▶ [Entries supplied]
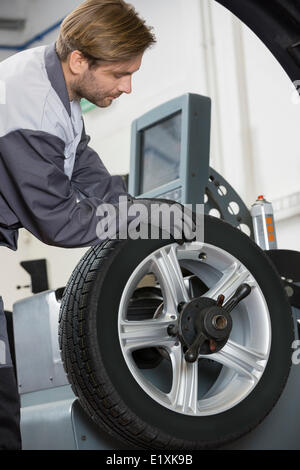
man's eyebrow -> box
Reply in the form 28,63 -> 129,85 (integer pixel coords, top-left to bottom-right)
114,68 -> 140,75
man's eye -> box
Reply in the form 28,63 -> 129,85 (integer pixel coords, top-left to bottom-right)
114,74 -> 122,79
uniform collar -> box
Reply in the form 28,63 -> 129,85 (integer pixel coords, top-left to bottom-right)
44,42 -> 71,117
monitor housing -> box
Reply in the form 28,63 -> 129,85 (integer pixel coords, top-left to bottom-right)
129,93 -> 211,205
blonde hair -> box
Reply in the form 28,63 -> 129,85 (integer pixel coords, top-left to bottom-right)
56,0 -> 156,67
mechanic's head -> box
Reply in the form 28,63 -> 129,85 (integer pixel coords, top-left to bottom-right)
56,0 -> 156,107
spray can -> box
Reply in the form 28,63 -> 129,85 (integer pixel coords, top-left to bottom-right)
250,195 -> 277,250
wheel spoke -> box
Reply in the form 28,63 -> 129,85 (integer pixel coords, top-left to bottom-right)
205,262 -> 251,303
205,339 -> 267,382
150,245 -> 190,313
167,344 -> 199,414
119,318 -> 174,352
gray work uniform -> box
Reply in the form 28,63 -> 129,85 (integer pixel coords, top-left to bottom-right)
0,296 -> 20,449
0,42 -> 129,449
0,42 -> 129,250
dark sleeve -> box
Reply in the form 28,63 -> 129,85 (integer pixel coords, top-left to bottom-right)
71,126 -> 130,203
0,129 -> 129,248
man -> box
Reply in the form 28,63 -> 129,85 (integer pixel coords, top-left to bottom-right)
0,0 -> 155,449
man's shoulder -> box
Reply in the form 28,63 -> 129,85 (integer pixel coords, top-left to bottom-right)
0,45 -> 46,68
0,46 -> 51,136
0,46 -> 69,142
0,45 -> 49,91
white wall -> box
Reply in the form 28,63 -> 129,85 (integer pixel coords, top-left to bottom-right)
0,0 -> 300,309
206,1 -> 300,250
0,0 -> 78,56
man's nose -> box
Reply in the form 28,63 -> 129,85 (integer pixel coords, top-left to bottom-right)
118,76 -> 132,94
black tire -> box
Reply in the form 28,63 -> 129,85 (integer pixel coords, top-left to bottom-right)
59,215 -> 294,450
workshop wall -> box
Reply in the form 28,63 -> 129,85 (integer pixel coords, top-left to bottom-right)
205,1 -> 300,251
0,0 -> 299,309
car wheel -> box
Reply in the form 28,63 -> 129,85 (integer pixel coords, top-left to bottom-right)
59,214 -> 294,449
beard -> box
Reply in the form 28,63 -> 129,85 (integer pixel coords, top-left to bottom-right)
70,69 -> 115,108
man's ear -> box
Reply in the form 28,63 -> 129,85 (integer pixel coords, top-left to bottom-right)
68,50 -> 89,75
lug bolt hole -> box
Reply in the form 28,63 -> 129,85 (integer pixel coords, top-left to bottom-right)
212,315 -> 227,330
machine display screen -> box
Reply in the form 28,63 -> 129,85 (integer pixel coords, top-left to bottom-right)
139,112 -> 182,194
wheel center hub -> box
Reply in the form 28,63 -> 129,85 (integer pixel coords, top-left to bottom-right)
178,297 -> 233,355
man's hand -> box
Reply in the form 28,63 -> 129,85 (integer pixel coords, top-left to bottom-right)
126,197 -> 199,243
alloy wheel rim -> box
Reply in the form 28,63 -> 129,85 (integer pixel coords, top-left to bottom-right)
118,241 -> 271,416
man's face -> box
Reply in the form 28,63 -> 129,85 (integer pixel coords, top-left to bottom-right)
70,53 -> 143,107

---

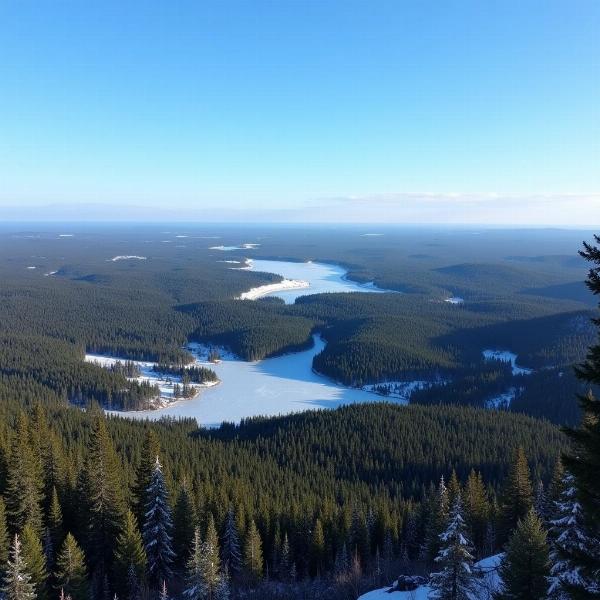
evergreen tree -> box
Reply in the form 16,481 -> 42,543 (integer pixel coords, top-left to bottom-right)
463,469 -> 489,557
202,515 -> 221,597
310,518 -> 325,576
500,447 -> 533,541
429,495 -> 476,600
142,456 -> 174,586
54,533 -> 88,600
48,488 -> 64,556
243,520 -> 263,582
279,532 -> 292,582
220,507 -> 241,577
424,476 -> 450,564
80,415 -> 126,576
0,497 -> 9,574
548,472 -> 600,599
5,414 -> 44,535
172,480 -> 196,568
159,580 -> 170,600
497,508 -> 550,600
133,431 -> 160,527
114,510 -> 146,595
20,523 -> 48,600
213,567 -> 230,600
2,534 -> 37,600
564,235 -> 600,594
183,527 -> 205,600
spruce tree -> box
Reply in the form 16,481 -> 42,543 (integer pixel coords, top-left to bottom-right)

▶ [Work required] Print the lines above from the one with "dark sleeve -> box" through the one with "alloy wheel rim -> box", both included, exactly as written and nothing more.

▶ [Answer area]
dark sleeve -> box
Reply in the form 28,63 -> 129,85 (integer pixel coords, top-left to bottom-right)
71,126 -> 130,203
0,129 -> 129,248
man -> box
Reply in the form 28,63 -> 129,85 (integer pixel coords, top-left to bottom-right)
0,0 -> 155,449
man's shoulder -> box
Reply in the form 28,63 -> 129,85 (integer pixel coords, top-left to bottom-right)
0,45 -> 46,68
0,46 -> 51,136
0,46 -> 69,142
0,45 -> 49,91
white wall -> box
Reply in the form 28,63 -> 129,85 (integer pixel coords, top-left to bottom-right)
0,0 -> 300,309
206,1 -> 300,250
0,0 -> 78,56
man's nose -> box
Reply in the form 28,63 -> 129,85 (integer pixel coords, top-left to bottom-right)
118,76 -> 132,94
black tire -> box
Reply in the form 28,63 -> 129,85 (integer pixel coords, top-left to bottom-right)
59,215 -> 294,450
workshop wall -> box
Reply in the form 28,63 -> 129,85 (integer pixel coords, top-left to bottom-right)
205,1 -> 300,251
0,0 -> 299,309
car wheel -> box
Reply in the form 28,63 -> 129,85 (integer pixel coords, top-left to bottom-right)
59,214 -> 294,449
beard -> box
Reply in the form 28,63 -> 129,85 (integer pixel coords, top-left to bottom-right)
70,69 -> 115,108
man's ear -> box
Reply in the form 28,63 -> 129,85 (integer pixel coords, top-left to bottom-right)
68,50 -> 89,75
lug bolt hole -> box
Reply in the form 28,63 -> 129,85 (integer pixel coords, top-left to bottom-right)
212,315 -> 227,330
machine display screen -> box
Reply in the form 28,63 -> 129,85 (integer pixel coords, top-left to bottom-right)
139,112 -> 182,194
wheel center hub -> box
Reply in the form 28,63 -> 129,85 (integer pixel coords, top-left to bottom-right)
178,297 -> 233,355
man's hand -> box
Reply in the form 28,63 -> 129,85 (integer pixel coords, top-left to bottom-right)
126,197 -> 199,243
alloy wheel rim -> box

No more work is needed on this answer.